DATA EXCERPTS.
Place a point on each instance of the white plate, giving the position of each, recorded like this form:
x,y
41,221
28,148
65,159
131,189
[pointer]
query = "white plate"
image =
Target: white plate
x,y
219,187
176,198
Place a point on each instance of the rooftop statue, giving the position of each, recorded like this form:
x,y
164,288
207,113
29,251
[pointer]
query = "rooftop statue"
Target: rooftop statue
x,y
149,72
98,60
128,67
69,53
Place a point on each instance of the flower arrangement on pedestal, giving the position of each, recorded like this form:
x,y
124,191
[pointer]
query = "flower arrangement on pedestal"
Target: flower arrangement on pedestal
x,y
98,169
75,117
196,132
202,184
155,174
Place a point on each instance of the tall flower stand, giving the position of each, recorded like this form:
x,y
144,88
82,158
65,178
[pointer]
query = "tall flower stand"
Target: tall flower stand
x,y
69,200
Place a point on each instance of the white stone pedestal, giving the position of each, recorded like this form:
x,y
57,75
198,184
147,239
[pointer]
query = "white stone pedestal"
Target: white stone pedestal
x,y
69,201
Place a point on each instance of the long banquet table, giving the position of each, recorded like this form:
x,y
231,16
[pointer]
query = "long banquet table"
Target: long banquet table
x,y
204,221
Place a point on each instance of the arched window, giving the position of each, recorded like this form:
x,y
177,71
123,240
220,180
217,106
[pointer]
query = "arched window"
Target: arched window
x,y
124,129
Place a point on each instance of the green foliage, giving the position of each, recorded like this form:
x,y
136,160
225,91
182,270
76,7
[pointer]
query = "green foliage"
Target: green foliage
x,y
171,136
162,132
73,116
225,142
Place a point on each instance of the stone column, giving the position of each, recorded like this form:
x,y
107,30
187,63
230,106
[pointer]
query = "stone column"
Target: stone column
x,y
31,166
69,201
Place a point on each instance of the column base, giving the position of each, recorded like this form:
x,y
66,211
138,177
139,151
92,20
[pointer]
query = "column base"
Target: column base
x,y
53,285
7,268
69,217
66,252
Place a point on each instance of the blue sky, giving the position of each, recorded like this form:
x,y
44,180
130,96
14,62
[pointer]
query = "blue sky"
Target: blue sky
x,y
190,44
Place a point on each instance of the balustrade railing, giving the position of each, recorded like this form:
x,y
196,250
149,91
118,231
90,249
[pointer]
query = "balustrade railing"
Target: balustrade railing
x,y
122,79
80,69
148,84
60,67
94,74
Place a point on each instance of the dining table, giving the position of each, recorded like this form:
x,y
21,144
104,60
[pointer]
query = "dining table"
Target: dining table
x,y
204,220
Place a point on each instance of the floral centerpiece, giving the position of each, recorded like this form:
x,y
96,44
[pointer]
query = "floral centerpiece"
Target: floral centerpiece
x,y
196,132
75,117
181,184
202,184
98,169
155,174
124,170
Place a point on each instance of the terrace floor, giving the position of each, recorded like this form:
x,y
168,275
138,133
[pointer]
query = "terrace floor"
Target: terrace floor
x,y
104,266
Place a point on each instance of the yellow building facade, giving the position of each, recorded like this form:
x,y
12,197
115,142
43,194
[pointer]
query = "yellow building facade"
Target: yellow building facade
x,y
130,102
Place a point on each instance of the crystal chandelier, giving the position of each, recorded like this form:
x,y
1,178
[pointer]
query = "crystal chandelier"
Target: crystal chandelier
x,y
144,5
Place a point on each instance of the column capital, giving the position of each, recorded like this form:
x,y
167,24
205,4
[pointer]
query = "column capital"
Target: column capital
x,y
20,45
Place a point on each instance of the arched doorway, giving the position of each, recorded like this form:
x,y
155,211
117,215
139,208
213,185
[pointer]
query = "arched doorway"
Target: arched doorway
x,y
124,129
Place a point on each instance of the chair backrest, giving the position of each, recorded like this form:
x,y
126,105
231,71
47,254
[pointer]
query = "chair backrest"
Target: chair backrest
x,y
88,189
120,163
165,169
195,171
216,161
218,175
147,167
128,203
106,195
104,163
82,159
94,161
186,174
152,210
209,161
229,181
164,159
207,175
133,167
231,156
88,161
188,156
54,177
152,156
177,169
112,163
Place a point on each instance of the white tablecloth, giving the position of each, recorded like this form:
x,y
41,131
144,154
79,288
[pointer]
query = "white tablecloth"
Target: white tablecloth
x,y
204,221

REQUIREMENT.
Please put every line of the records above into a Markdown table with two columns, Row and Text, giving each line its own numbered row and leaving out blank lines.

RESULT OF THE TASK.
| Row | Text |
|---|---|
| 1 | Place a point on each instance of the white plate, giving the position of each, recorded like this form: |
| 2 | x,y |
| 3 | 41,221 |
| 4 | 28,148 |
| 5 | 65,159 |
| 6 | 131,189 |
| 7 | [pointer] |
| 8 | query = "white plate" |
| 9 | image = |
| 10 | Target: white plate |
| 11 | x,y |
| 12 | 219,187 |
| 13 | 176,198 |
| 14 | Place a point on each instance of the rooftop statue, giving the position of each, recorded like this form: |
| 15 | x,y |
| 16 | 164,288 |
| 17 | 207,113 |
| 18 | 29,251 |
| 19 | [pointer] |
| 20 | query = "rooftop statue" |
| 21 | Target: rooftop statue |
| 22 | x,y |
| 23 | 149,72 |
| 24 | 98,60 |
| 25 | 128,67 |
| 26 | 69,53 |
| 27 | Place a point on each instance of the flower arrangement on pedestal, giving the position of each, recorded like this form: |
| 28 | x,y |
| 29 | 124,191 |
| 30 | [pointer] |
| 31 | query = "flower arrangement on pedestal" |
| 32 | Target: flower arrangement on pedestal |
| 33 | x,y |
| 34 | 98,169 |
| 35 | 75,117 |
| 36 | 196,132 |
| 37 | 202,184 |
| 38 | 155,174 |
| 39 | Place a point on each instance of the tall flower stand, giving the position of each, recorded like this form: |
| 40 | x,y |
| 41 | 144,88 |
| 42 | 82,158 |
| 43 | 65,178 |
| 44 | [pointer] |
| 45 | query = "tall flower stand" |
| 46 | Target: tall flower stand |
| 47 | x,y |
| 48 | 69,200 |
| 49 | Place a point on each instance of the white stone pedestal, giving the position of each, recorded like this form: |
| 50 | x,y |
| 51 | 57,75 |
| 52 | 198,184 |
| 53 | 147,239 |
| 54 | [pointer] |
| 55 | query = "white stone pedestal" |
| 56 | Target: white stone pedestal |
| 57 | x,y |
| 58 | 69,201 |
| 59 | Place a point on each instance of the long banquet table, giving the position of each, recorded like this form: |
| 60 | x,y |
| 61 | 231,16 |
| 62 | [pointer] |
| 63 | query = "long banquet table" |
| 64 | Target: long banquet table |
| 65 | x,y |
| 66 | 204,221 |
| 67 | Place a point on each instance of the arched window, giving the position of each, recorded like this form: |
| 68 | x,y |
| 69 | 177,71 |
| 70 | 123,240 |
| 71 | 220,180 |
| 72 | 217,106 |
| 73 | [pointer] |
| 74 | query = "arched window" |
| 75 | Target: arched window |
| 76 | x,y |
| 77 | 124,129 |
| 78 | Place a point on each instance of the green foliage, giving the position of each, recorded like this form: |
| 79 | x,y |
| 80 | 136,160 |
| 81 | 225,91 |
| 82 | 182,270 |
| 83 | 76,7 |
| 84 | [pointer] |
| 85 | query = "green foliage" |
| 86 | Target: green foliage |
| 87 | x,y |
| 88 | 171,136 |
| 89 | 162,132 |
| 90 | 73,116 |
| 91 | 225,142 |
| 92 | Place a point on each instance of the stone column, giving the position of each, recorded like this form: |
| 93 | x,y |
| 94 | 107,30 |
| 95 | 187,63 |
| 96 | 230,106 |
| 97 | [pointer] |
| 98 | query = "stone column" |
| 99 | Target: stone column |
| 100 | x,y |
| 101 | 31,166 |
| 102 | 69,201 |
| 103 | Place a point on each instance of the column base, giving the position of each, recorded like this form: |
| 104 | x,y |
| 105 | 66,211 |
| 106 | 138,177 |
| 107 | 139,151 |
| 108 | 92,20 |
| 109 | [pointer] |
| 110 | query = "column base" |
| 111 | Target: column base |
| 112 | x,y |
| 113 | 53,285 |
| 114 | 7,268 |
| 115 | 69,217 |
| 116 | 66,252 |
| 117 | Place a point on each instance of the blue sky, giving the position of each, recorded like this form: |
| 118 | x,y |
| 119 | 44,180 |
| 120 | 130,96 |
| 121 | 14,62 |
| 122 | [pointer] |
| 123 | query = "blue sky" |
| 124 | Target: blue sky |
| 125 | x,y |
| 126 | 190,44 |
| 127 | Place a point on each instance of the balustrade railing, giving the position of each, recorded like this form: |
| 128 | x,y |
| 129 | 196,250 |
| 130 | 149,91 |
| 131 | 118,231 |
| 132 | 90,249 |
| 133 | [pointer] |
| 134 | query = "balustrade railing" |
| 135 | Target: balustrade railing |
| 136 | x,y |
| 137 | 122,79 |
| 138 | 80,69 |
| 139 | 148,84 |
| 140 | 60,67 |
| 141 | 94,74 |
| 142 | Place a point on each instance of the dining table, giving the position of each, recorded like this form: |
| 143 | x,y |
| 144 | 21,144 |
| 145 | 104,60 |
| 146 | [pointer] |
| 147 | query = "dining table" |
| 148 | Target: dining table |
| 149 | x,y |
| 150 | 204,220 |
| 151 | Place a point on each instance of the floral centerpiece, giving the position of each, recorded like this form: |
| 152 | x,y |
| 153 | 96,44 |
| 154 | [pointer] |
| 155 | query = "floral centerpiece" |
| 156 | Target: floral centerpiece |
| 157 | x,y |
| 158 | 196,132 |
| 159 | 75,117 |
| 160 | 181,184 |
| 161 | 202,184 |
| 162 | 98,169 |
| 163 | 155,174 |
| 164 | 124,170 |
| 165 | Place a point on each instance of the terrace floor, giving the position of each, recorded like this form: |
| 166 | x,y |
| 167 | 168,275 |
| 168 | 138,133 |
| 169 | [pointer] |
| 170 | query = "terrace floor" |
| 171 | Target: terrace floor |
| 172 | x,y |
| 173 | 104,266 |
| 174 | Place a point on each instance of the yellow building facade, giving the position of each, recorded like this form: |
| 175 | x,y |
| 176 | 12,197 |
| 177 | 115,142 |
| 178 | 43,194 |
| 179 | [pointer] |
| 180 | query = "yellow building facade" |
| 181 | Target: yellow building facade |
| 182 | x,y |
| 183 | 130,102 |
| 184 | Place a point on each instance of the crystal chandelier, giving the position of each, recorded like this form: |
| 185 | x,y |
| 186 | 1,178 |
| 187 | [pointer] |
| 188 | query = "crystal chandelier" |
| 189 | Target: crystal chandelier |
| 190 | x,y |
| 191 | 144,5 |
| 192 | Place a point on each instance of the column capital, giving the position of each, recorded like this form: |
| 193 | x,y |
| 194 | 167,24 |
| 195 | 205,4 |
| 196 | [pointer] |
| 197 | query = "column capital" |
| 198 | Target: column capital |
| 199 | x,y |
| 200 | 20,45 |
| 201 | Place a point on each instance of the arched doorway, giving the position of each, recorded like this form: |
| 202 | x,y |
| 203 | 155,211 |
| 204 | 117,215 |
| 205 | 139,208 |
| 206 | 213,185 |
| 207 | [pointer] |
| 208 | query = "arched doorway" |
| 209 | Target: arched doorway |
| 210 | x,y |
| 211 | 124,129 |
| 212 | Place a point on each instance of the chair backrest, giving the position of each, recorded like this form: |
| 213 | x,y |
| 214 | 126,105 |
| 215 | 231,71 |
| 216 | 47,254 |
| 217 | [pointer] |
| 218 | query = "chair backrest" |
| 219 | Target: chair backrest |
| 220 | x,y |
| 221 | 88,189 |
| 222 | 120,163 |
| 223 | 165,169 |
| 224 | 195,171 |
| 225 | 216,161 |
| 226 | 218,175 |
| 227 | 147,167 |
| 228 | 128,203 |
| 229 | 106,195 |
| 230 | 104,163 |
| 231 | 82,159 |
| 232 | 94,161 |
| 233 | 186,174 |
| 234 | 152,210 |
| 235 | 209,161 |
| 236 | 229,181 |
| 237 | 164,159 |
| 238 | 207,175 |
| 239 | 133,167 |
| 240 | 231,156 |
| 241 | 88,161 |
| 242 | 188,156 |
| 243 | 54,177 |
| 244 | 152,156 |
| 245 | 177,169 |
| 246 | 112,163 |
| 247 | Place a point on each instance of the white tablecloth, giving the position of each, recorded like this form: |
| 248 | x,y |
| 249 | 41,131 |
| 250 | 144,154 |
| 251 | 79,288 |
| 252 | [pointer] |
| 253 | query = "white tablecloth" |
| 254 | Target: white tablecloth |
| 255 | x,y |
| 256 | 204,221 |